_Task_
Can you retype every line of the entries below, from the line containing "For each instance of the wire" down through the line containing "(1039, 777)", both included, with nothing else?
━━ Given information ━━
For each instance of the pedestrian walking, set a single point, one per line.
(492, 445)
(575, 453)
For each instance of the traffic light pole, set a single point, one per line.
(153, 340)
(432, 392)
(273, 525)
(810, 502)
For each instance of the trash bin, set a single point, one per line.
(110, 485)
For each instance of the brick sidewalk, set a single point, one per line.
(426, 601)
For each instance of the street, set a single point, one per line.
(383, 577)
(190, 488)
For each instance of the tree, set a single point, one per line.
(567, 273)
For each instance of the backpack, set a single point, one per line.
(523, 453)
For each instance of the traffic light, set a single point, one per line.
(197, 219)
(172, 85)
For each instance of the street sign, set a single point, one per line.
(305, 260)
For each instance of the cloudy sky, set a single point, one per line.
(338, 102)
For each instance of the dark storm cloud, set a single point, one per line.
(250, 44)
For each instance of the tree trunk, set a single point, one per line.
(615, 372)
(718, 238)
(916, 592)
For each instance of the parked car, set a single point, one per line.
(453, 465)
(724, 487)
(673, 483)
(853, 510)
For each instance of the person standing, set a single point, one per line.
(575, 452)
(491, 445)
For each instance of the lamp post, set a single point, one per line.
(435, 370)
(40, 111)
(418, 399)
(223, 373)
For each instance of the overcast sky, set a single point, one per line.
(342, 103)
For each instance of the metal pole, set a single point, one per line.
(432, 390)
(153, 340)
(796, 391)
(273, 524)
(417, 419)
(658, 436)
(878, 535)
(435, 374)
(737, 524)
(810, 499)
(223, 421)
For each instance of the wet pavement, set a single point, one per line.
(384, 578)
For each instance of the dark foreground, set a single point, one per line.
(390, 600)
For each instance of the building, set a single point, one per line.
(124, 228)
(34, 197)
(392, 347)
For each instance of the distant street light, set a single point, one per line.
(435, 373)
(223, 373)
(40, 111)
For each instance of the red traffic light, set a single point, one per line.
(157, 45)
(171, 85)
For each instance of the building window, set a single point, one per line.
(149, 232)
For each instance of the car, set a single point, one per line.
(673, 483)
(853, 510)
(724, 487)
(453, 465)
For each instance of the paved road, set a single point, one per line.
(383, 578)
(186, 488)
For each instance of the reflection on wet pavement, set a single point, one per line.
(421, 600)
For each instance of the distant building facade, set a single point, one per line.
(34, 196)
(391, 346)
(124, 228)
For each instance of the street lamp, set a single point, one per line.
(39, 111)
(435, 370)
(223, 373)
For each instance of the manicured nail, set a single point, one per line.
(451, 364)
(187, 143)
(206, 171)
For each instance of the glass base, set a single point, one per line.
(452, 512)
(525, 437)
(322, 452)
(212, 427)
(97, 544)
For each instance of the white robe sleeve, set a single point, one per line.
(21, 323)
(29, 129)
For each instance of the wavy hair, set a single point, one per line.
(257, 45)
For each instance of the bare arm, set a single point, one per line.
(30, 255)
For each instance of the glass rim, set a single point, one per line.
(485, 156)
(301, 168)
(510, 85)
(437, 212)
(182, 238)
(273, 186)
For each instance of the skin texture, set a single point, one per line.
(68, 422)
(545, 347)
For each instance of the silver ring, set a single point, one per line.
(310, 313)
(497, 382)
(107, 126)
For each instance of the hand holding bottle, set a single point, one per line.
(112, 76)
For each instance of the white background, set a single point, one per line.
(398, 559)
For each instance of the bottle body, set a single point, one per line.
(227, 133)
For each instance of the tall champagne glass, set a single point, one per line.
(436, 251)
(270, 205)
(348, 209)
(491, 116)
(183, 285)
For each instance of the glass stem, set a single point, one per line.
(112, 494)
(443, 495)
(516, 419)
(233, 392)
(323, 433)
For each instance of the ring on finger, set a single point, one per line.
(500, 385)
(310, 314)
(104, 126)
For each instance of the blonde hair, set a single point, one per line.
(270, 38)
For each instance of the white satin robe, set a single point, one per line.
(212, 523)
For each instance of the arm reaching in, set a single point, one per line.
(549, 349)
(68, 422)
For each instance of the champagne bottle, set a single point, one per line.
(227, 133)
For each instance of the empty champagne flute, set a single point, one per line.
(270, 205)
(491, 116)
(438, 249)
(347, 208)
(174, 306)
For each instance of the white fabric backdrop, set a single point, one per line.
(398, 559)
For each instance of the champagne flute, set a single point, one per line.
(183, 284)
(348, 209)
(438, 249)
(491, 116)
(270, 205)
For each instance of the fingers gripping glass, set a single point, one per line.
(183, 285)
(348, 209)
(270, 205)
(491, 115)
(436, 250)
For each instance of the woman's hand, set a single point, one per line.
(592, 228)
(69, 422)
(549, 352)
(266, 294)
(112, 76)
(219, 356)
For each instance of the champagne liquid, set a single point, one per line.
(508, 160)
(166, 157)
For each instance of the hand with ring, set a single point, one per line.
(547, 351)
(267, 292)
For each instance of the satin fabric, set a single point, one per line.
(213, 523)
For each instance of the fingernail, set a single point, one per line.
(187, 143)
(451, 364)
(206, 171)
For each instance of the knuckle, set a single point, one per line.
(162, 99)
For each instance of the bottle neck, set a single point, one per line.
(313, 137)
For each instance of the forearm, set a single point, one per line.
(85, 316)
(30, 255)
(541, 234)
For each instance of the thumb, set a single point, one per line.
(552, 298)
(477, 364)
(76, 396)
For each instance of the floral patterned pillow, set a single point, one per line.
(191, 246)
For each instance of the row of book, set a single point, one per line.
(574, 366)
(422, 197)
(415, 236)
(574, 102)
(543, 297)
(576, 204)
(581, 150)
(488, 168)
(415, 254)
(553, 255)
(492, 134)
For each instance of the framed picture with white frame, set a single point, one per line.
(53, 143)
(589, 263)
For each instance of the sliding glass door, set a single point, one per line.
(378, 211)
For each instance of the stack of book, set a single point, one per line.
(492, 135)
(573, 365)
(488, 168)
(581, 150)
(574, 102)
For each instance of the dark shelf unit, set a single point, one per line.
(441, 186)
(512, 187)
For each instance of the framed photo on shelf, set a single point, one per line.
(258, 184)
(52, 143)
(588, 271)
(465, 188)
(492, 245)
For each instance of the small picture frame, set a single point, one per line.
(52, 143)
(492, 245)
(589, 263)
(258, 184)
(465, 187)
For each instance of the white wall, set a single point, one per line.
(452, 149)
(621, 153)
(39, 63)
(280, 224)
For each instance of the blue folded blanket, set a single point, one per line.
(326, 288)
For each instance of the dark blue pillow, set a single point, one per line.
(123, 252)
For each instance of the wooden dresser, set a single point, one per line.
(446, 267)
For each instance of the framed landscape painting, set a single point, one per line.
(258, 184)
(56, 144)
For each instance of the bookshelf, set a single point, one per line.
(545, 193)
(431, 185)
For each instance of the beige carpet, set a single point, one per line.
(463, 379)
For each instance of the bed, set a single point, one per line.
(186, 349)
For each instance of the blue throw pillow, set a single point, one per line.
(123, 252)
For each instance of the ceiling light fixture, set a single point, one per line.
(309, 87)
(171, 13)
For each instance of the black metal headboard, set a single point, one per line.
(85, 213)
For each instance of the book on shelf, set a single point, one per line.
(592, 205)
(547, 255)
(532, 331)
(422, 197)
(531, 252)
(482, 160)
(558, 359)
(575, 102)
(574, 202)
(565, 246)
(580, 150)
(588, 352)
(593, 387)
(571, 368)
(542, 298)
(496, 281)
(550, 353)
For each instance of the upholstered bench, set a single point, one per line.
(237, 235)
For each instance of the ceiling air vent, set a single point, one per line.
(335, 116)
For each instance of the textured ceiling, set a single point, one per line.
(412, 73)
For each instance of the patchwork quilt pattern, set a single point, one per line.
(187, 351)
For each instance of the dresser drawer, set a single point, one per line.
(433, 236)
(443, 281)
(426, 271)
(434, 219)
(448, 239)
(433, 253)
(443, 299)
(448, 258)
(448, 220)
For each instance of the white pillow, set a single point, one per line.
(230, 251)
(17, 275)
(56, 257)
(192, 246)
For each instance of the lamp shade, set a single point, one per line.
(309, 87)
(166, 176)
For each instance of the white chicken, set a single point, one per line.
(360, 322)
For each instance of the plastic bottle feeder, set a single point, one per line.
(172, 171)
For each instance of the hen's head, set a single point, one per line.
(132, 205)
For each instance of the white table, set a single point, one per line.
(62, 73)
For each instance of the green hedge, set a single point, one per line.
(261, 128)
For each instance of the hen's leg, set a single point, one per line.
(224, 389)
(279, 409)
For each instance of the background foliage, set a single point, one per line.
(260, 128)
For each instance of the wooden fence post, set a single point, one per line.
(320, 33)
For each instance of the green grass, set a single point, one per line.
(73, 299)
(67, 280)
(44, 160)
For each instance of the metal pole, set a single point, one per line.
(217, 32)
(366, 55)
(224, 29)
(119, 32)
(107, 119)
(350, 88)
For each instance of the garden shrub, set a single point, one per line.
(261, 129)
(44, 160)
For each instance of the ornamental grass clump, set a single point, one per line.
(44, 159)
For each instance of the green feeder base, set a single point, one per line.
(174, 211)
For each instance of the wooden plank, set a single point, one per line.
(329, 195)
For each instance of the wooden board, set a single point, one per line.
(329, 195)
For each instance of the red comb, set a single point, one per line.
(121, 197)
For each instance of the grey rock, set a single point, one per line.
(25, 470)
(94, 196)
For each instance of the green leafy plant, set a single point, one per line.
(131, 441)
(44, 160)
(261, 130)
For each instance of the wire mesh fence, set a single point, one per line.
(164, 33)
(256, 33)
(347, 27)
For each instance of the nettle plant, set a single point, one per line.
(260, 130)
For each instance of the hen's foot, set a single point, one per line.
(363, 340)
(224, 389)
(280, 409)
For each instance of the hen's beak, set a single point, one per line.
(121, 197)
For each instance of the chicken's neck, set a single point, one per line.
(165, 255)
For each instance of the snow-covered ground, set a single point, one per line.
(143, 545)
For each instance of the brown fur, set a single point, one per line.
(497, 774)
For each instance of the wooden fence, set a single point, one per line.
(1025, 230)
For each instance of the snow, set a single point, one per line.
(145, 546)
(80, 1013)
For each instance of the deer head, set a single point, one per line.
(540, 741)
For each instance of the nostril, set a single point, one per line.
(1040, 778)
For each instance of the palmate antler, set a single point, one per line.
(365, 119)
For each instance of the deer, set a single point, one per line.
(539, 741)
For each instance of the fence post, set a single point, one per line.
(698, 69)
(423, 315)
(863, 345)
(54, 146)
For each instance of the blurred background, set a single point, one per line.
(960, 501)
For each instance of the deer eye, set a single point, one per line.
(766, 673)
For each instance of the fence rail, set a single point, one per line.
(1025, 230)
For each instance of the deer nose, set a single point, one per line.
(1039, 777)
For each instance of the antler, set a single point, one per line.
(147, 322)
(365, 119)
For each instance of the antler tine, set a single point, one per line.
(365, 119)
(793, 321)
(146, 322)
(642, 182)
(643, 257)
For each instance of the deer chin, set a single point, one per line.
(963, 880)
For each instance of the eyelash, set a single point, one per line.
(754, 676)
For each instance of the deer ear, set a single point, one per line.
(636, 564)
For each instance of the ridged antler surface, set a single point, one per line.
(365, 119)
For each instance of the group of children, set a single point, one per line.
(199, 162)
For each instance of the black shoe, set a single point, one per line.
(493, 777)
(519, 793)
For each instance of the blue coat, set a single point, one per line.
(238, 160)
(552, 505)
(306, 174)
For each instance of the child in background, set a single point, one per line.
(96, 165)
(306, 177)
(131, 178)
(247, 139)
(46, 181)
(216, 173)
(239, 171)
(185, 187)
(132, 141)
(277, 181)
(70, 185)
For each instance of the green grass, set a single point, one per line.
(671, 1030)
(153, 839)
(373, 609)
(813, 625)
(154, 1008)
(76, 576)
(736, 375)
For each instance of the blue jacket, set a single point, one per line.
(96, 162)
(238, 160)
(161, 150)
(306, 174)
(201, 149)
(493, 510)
━━━
_Finished exercise_
For each instance of the wire mesh fence, set a single point, one per line.
(164, 33)
(256, 33)
(347, 27)
For each instance of the nettle plant, set a single point, one per line.
(260, 130)
For each instance of the hen's foot, set a single point, one per line.
(363, 340)
(224, 389)
(280, 409)
For each instance of the hen's beak, set a single point, one per line.
(121, 197)
For each instance of the chicken's neck, set a single point, one per line.
(165, 255)
For each instance of the snow-covered ground, set a single point, one per line.
(143, 545)
For each instance of the brown fur, set a single point, one per line.
(497, 774)
For each instance of the wooden fence, set a single point, one per line.
(1025, 230)
For each instance of the snow, set a single point, one per line.
(145, 546)
(80, 1013)
For each instance of the deer head, set a single point, one per line.
(540, 741)
For each instance of the nostril, set a single point, one per line.
(1040, 778)
For each instance of the palmate antler, set a single point, one per line.
(365, 119)
For each instance of the deer, set a single point, one per line.
(539, 741)
For each instance of the fence post, set a single point, one per line.
(698, 69)
(423, 315)
(863, 345)
(54, 146)
For each instance of the blurred background, set a single point, one per line.
(960, 501)
For each instance of the deer eye, set a single point, one per line.
(766, 673)
For each instance of the fence rail, set a single point, one per line.
(1025, 230)
For each instance of the deer nose, set a single point, one per line.
(1039, 777)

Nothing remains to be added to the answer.